◆ **What you will do**
Output the material exactly, with every line intact.

** Material provided follows **

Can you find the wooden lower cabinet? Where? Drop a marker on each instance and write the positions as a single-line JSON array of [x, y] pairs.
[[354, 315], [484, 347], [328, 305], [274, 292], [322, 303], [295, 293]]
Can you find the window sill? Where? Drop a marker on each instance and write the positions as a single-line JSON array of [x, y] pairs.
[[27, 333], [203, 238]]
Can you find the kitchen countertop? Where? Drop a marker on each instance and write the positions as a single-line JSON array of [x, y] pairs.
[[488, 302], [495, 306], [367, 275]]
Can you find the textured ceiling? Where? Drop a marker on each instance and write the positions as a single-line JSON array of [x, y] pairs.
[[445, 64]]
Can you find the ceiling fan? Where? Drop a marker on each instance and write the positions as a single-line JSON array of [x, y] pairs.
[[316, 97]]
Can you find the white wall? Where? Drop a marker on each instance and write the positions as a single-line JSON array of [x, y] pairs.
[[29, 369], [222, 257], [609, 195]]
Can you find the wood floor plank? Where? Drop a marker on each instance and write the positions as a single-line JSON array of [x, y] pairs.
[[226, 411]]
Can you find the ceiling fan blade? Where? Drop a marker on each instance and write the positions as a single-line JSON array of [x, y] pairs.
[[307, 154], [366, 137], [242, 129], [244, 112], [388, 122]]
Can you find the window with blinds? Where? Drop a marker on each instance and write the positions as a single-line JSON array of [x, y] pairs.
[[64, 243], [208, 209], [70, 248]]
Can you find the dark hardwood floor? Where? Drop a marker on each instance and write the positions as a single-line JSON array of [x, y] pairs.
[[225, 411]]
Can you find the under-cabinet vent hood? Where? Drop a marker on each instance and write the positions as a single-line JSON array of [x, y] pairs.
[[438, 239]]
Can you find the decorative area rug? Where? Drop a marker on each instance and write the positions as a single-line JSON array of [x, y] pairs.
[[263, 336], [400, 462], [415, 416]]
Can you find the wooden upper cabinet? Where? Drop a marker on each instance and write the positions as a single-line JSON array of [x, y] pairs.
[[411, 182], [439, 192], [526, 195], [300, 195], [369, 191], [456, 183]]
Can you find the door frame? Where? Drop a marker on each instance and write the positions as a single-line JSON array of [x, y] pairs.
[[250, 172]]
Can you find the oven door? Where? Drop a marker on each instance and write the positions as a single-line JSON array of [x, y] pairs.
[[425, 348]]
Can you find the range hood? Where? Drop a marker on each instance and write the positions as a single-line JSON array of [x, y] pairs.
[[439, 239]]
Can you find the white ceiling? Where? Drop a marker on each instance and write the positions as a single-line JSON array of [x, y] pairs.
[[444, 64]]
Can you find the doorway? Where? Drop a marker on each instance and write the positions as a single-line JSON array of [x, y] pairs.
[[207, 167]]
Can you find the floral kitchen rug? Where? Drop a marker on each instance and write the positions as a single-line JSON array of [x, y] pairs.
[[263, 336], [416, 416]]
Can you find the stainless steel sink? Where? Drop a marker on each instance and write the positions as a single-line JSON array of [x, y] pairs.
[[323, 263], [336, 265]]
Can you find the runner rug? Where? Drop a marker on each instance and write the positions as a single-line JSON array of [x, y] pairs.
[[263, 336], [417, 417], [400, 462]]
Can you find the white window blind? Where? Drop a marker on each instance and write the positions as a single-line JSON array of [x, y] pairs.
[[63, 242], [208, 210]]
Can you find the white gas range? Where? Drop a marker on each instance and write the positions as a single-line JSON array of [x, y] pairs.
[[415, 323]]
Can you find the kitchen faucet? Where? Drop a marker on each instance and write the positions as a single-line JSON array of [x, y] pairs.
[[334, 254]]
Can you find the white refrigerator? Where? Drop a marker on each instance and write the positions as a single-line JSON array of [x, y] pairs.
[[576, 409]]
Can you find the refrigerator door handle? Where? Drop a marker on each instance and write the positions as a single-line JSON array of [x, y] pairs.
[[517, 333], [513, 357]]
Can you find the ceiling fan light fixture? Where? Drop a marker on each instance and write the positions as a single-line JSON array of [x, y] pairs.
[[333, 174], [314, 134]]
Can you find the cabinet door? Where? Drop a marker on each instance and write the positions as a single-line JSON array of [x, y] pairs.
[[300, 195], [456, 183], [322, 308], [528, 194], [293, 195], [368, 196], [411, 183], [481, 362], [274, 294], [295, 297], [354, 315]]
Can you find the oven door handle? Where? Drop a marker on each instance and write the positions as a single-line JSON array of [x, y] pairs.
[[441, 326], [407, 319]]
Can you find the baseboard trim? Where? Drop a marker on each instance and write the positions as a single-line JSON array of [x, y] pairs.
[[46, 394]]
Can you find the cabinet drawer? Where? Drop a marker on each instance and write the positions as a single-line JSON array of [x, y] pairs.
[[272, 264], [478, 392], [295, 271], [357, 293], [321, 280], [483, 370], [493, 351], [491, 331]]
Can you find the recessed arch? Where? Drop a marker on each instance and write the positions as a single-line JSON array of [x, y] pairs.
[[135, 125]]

** End of Material provided **

◆ **Answer area**
Can you find the wooden lower cabinet? Where? Drop a marker on each instance and write the positions as a single-line JSON array of [x, y] pairs.
[[354, 315], [484, 347], [328, 305], [274, 292], [322, 303], [295, 293]]
Can you find the window sill? Where? Drop a marker on each instance and write the positions as a single-line JSON array of [x, y] pairs.
[[27, 333], [203, 238]]
Can you find the kitchen countertop? Where? Drop a marker on each instance and write the positions as a single-line JSON array of [x, y] pairs.
[[488, 302], [495, 306], [367, 275]]
Can you find the textured ceiling? Where? Drop a marker on each instance and write the positions as a single-line JSON array of [x, y] pairs.
[[445, 64]]
Can you find the ceiling fan? Where? Drop a marker on each instance and write the positions as a single-line JSON array of [x, y] pairs.
[[316, 97]]
Can you find the white wall? Where? Drop a marker on each instance and write the positions as a single-line JSON array of [x, y] pairs.
[[29, 369], [222, 257], [609, 195]]
Can you find the wood floor plank? Where? Drop a marker on each instance and write the positions as a single-line JSON array of [x, y] pairs.
[[226, 411]]
Can you find the ceiling fan blade? Where? Drop a marker on each instance and write the positions as a single-line JSON array of [x, y] pairs.
[[307, 154], [366, 137], [242, 129], [244, 112], [388, 122]]
Can you find the window with blinds? Where? Drop a marker on each instance and write the positions as a single-line JSON array of [x, y] pairs.
[[64, 243], [208, 209], [70, 248]]
Can you find the dark hardwood floor? Where? Drop a marker on each instance and write the positions as a single-line JSON array of [x, y] pairs.
[[225, 411]]
Can you find the under-cabinet vent hood? Where? Drop a marker on each instance and write the positions as a single-line JSON array of [x, y] pairs.
[[438, 239]]
Can you find the decorative area rug? Where? Drop a marker on each instance and write the positions as a single-line JSON array of [x, y] pairs.
[[263, 336], [400, 462], [415, 416]]
Can you find the wooden upper cabinet? Where? Drop a marker on each instance and write the positions as a single-line JSON array of [x, y] pairs.
[[411, 182], [439, 192], [526, 195], [300, 195], [369, 191], [456, 183]]
Can you find the door frame? Where? Drop a marker on each instance and write the positions as a single-line JSON array of [x, y] pairs.
[[250, 172]]
Can you find the oven door? Where? Drop a marker on each instance and write the positions as a single-line JSON array of [x, y] pairs.
[[425, 348]]
Can you find the range hood? Where? Drop a marker on each instance and write the positions as a single-line JSON array of [x, y] pairs.
[[439, 239]]
Can you find the white ceiling? Where? Drop a marker on each instance and write the positions as a single-line JSON array of [x, y] pairs.
[[444, 64]]
Can you find the doorway? Where? Drop a marker on each instance and write the positions as a single-line JSON array of [x, y] pairs.
[[207, 167]]
Can you find the floral kitchen rug? Where? Drop a marker on each instance and write the positions as a single-line JSON array of [x, y] pairs.
[[263, 336], [416, 416]]
Can you find the stainless steel sink? Where? Drop a marker on each instance and write the positions as a single-line JSON array of [x, y] pairs.
[[323, 263], [336, 265]]
Can you find the runner rug? Where? Drop a marker on each instance and write the positions as a single-line JSON array of [x, y] pairs.
[[263, 336], [417, 417], [400, 462]]
Can you find the white window blind? Where? Drop a marker on each instance and write the positions as a single-line JSON array of [x, y] pairs.
[[63, 242], [208, 210]]
Can you find the white gas range? Where? Drop a marker on each instance and write the positions as a single-line JSON array of [x, y] pairs.
[[415, 323]]
Can you find the kitchen faucet? Where? Drop a marker on each instance and write the positions as a single-line JSON array of [x, y] pairs.
[[334, 254]]
Can you find the white refrigerator? Where? Drop a marker on each instance and write the positions as a single-line JSON array of [x, y] pairs.
[[576, 409]]
Can you find the refrigerator door handle? Where? Drop a marker on each instance and write the positions as a single-line JSON array of [x, y] pairs.
[[517, 333], [513, 357]]
Can you find the ceiling fan light fixture? Where? Drop a marker on each instance and write the positions as a single-line JSON array of [x, y] pairs.
[[333, 174], [314, 134]]
Can you find the cabinet door? Where? Drop a marker on each instance and write the positions as a single-line JSON array of [x, y] pairs.
[[300, 195], [456, 183], [322, 308], [528, 194], [293, 195], [368, 196], [411, 183], [481, 362], [274, 294], [295, 297], [354, 315]]
Can you find the oven door handle? Where? Drop a marker on each instance and write the positions as a single-line JSON array of [x, y] pairs.
[[441, 326], [407, 319]]
Can you find the baseboard trim? Where? Drop a marker on each instance and write the positions as a single-line JSON array of [x, y] pairs.
[[46, 394]]
Can you find the cabinet drawer? Where? Drop a marker on each instance and write the positions as a single-line JSON array of [x, y] pairs.
[[272, 264], [478, 392], [295, 271], [357, 293], [321, 280], [483, 370], [493, 351], [491, 331]]
Can you find the recessed arch? Where? Drop a marker on each instance and write the positions as a single-line JSON array of [x, y] pairs.
[[135, 125]]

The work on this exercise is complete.